(Requirements): Recast the data as a numbered list, from its first line through the line containing "pixel 483 684", including that line, and omit any blank lines.

━━━━━ Listed entries

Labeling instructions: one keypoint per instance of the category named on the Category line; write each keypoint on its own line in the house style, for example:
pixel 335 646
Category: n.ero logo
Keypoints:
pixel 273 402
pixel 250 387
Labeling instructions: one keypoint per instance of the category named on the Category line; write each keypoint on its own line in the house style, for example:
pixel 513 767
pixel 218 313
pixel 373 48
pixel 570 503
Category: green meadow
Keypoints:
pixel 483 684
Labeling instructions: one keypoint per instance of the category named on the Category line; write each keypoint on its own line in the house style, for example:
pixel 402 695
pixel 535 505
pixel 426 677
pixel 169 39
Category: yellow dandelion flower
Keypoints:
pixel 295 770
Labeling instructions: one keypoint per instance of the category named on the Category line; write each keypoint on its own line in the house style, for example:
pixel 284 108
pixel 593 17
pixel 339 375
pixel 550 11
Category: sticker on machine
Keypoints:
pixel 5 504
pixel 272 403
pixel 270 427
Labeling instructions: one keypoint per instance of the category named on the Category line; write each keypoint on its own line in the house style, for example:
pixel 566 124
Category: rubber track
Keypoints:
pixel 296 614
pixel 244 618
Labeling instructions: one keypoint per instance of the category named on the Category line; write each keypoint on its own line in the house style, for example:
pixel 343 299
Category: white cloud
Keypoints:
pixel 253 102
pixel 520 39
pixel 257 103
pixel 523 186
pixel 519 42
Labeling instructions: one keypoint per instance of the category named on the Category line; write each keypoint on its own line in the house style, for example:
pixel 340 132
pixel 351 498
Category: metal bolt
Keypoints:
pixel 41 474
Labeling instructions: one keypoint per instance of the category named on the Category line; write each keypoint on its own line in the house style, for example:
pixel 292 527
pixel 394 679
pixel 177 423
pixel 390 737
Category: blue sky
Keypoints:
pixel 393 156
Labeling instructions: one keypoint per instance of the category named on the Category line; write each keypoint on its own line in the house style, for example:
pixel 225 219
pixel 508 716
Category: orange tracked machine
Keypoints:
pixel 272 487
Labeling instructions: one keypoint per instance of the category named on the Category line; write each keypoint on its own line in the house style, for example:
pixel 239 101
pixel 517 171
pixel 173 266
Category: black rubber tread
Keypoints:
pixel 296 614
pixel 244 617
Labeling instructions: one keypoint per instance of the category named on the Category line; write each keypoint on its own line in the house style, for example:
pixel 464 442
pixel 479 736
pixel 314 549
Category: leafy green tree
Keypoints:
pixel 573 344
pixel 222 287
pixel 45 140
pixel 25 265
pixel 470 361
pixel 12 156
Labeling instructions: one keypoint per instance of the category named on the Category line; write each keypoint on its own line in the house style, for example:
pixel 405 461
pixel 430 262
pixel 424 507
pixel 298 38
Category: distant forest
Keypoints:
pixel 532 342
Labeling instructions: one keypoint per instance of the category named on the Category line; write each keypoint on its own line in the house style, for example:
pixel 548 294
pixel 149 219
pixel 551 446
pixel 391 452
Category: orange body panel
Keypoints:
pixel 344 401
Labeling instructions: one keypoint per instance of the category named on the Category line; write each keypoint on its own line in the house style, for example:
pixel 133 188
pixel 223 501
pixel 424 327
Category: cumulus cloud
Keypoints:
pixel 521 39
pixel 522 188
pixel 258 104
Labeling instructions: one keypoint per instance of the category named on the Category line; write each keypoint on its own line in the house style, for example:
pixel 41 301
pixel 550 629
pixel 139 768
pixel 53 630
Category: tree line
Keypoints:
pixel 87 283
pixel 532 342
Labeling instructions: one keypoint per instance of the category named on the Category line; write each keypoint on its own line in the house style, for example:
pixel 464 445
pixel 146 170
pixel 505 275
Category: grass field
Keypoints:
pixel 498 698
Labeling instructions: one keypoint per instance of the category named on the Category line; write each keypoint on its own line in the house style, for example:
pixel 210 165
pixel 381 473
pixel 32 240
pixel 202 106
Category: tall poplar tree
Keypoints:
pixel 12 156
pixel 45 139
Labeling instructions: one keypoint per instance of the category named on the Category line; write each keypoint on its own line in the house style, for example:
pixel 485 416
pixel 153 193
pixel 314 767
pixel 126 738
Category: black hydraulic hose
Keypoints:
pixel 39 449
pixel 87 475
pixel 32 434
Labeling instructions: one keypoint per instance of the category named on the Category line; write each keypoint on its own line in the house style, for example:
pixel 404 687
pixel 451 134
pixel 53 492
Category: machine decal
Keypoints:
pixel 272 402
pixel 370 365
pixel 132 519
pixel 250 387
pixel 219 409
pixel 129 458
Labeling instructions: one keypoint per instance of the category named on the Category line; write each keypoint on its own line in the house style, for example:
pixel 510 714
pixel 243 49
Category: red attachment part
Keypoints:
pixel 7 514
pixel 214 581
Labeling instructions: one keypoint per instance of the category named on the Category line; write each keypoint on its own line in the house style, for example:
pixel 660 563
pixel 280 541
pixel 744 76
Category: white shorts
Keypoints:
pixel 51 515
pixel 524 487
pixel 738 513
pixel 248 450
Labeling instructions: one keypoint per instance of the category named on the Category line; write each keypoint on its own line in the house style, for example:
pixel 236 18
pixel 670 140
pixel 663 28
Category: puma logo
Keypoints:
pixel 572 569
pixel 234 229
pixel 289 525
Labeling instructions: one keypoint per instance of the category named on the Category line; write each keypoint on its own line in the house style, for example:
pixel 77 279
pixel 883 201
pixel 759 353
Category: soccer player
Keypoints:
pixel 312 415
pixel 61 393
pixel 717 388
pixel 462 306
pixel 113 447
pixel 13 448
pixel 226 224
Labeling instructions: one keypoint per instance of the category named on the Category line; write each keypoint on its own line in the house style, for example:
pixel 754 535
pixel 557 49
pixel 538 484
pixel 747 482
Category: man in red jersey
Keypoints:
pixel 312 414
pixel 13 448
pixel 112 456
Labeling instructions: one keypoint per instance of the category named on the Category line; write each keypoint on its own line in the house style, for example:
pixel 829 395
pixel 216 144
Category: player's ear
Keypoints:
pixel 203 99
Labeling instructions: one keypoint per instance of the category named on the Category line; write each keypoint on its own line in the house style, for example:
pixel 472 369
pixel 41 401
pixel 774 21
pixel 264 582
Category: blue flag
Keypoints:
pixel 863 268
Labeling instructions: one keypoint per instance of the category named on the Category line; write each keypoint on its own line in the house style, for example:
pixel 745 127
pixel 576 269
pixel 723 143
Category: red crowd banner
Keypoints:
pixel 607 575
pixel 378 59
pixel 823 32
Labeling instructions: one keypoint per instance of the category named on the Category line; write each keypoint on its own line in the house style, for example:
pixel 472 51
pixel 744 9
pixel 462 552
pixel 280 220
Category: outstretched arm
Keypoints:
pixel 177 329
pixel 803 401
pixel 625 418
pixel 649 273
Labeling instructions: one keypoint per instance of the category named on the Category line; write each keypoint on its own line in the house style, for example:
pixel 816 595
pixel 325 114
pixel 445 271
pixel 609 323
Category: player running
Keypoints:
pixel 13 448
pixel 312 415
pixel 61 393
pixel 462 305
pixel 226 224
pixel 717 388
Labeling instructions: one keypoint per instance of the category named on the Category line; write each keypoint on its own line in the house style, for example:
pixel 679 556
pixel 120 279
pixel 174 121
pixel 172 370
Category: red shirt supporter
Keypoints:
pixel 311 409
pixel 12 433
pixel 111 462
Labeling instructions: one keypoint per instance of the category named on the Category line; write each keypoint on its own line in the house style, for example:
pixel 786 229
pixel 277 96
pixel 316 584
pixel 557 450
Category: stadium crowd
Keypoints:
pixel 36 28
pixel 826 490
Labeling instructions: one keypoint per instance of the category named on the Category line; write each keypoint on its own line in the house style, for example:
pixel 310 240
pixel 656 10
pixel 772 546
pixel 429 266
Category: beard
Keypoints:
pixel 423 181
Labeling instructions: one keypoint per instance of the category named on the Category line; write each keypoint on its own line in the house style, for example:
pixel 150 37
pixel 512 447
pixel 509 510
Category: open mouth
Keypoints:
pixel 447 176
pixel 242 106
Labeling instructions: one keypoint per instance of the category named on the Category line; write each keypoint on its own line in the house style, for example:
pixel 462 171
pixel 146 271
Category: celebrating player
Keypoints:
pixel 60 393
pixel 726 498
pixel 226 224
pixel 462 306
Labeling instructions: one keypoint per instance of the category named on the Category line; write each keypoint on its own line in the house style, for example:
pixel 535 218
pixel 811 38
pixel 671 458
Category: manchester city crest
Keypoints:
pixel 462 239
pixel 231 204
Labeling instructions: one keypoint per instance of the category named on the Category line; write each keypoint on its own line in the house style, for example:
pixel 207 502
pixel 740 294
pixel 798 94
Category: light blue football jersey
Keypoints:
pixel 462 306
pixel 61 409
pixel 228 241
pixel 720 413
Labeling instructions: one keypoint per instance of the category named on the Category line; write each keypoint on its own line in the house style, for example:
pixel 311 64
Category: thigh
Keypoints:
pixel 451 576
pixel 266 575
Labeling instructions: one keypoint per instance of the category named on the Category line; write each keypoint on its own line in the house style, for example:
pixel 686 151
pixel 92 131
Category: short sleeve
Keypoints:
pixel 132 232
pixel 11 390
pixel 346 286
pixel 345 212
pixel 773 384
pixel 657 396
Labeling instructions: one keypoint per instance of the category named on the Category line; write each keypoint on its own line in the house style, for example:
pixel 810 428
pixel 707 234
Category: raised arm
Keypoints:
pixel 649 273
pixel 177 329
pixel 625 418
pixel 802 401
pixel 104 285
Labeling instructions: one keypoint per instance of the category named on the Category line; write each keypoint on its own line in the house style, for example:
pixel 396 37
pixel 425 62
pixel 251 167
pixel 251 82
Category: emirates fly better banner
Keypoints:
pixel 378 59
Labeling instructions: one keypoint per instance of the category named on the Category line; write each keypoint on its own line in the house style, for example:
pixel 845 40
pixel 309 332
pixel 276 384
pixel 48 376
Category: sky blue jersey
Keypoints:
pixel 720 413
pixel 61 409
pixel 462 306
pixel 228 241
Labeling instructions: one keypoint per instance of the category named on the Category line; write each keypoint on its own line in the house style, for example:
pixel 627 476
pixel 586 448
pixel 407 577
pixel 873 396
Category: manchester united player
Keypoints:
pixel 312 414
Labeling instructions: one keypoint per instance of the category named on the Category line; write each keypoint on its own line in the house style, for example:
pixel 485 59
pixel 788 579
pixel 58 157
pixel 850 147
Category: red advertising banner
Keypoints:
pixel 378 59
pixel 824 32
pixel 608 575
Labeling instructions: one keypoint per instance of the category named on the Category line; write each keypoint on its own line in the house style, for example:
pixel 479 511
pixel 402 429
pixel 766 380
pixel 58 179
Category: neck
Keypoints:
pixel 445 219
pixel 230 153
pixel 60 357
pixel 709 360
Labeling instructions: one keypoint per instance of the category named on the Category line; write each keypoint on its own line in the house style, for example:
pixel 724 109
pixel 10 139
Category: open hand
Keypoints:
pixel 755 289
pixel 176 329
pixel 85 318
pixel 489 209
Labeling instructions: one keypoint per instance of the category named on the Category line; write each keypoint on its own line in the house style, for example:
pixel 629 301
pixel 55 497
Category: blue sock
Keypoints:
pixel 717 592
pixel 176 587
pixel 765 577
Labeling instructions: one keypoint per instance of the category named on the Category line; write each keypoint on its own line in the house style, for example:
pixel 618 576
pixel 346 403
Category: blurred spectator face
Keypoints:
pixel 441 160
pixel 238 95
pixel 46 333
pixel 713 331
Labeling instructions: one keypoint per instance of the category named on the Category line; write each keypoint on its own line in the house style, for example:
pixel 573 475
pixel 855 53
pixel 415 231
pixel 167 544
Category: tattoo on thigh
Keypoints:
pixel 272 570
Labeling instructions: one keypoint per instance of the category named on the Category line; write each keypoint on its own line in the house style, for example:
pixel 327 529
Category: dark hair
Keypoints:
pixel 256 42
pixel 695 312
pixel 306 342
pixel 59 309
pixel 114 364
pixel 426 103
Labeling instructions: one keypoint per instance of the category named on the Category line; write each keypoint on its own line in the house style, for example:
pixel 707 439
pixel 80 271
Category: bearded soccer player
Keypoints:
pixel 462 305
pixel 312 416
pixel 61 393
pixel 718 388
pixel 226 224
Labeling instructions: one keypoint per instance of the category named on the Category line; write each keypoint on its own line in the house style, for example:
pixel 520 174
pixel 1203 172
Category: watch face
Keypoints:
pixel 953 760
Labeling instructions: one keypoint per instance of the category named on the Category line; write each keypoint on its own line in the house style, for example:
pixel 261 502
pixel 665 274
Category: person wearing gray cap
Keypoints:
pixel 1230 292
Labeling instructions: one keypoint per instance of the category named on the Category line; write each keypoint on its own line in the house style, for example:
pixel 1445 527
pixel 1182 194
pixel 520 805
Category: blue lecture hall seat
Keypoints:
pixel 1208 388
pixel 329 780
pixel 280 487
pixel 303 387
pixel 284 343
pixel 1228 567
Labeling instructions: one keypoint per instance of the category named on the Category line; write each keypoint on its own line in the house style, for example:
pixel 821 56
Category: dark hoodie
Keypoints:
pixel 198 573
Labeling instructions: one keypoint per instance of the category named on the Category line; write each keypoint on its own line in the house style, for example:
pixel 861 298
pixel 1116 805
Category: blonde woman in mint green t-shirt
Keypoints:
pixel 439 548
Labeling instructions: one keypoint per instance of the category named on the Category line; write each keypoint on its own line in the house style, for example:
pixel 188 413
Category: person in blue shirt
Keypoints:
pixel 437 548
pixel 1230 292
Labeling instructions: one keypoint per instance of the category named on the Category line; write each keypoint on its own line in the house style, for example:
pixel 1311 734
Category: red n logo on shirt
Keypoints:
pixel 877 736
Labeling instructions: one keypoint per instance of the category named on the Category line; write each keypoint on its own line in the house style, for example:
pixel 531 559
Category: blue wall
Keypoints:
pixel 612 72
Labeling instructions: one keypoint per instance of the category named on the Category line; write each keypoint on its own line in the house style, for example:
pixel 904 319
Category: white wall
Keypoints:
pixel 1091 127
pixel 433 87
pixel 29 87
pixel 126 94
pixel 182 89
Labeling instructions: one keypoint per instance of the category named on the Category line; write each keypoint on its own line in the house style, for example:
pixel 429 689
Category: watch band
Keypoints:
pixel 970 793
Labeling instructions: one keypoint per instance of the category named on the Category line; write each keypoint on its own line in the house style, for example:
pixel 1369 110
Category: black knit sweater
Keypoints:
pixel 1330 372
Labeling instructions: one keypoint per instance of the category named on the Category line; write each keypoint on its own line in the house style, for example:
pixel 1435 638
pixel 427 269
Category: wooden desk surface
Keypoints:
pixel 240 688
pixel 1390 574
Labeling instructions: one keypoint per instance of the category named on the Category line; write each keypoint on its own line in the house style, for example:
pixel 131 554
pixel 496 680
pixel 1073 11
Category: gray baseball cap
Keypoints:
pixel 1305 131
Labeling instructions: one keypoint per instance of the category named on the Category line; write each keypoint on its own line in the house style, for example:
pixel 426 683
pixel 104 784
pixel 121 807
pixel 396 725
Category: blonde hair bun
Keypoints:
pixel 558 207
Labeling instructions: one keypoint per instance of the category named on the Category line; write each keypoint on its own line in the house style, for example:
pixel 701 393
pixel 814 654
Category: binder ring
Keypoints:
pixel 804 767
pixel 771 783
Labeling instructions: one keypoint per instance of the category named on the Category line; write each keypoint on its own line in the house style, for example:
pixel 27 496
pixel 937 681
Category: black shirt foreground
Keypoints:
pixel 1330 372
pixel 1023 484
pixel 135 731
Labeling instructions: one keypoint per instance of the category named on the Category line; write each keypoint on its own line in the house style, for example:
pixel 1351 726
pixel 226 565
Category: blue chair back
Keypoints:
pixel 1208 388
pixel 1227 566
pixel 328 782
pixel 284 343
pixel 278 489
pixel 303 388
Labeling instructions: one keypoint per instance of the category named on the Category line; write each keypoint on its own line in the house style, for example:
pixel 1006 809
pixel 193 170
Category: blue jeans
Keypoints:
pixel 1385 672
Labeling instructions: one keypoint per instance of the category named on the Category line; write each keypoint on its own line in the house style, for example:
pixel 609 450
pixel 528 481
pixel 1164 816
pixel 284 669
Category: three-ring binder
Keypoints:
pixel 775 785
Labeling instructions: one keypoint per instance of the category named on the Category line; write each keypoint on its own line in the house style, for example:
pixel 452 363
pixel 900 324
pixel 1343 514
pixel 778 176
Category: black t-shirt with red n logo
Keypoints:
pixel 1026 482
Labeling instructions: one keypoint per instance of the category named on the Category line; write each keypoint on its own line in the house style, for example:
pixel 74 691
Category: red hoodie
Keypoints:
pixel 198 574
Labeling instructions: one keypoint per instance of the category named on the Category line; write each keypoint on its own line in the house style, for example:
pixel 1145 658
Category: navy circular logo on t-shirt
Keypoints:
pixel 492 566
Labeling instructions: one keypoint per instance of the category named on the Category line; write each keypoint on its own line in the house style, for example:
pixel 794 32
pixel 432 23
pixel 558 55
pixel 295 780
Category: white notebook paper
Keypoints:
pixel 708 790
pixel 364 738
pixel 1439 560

━━━━━━━━━━

(Finished exercise):
1. Labeling instructions: one keypoint per instance of the category named on the Category line; write each keypoint on its own line in the house style, for example:
2. pixel 335 646
3. Category: n.ero logo
4. Keypoints:
5. pixel 273 402
6. pixel 250 387
7. Labeling instructions: one keypoint per instance of the category named on the Category line; write each keypoint on its own line in the house style, for example:
8. pixel 513 767
9. pixel 218 313
10. pixel 373 48
11. pixel 570 503
12. Category: green meadow
13. Keypoints:
14. pixel 483 684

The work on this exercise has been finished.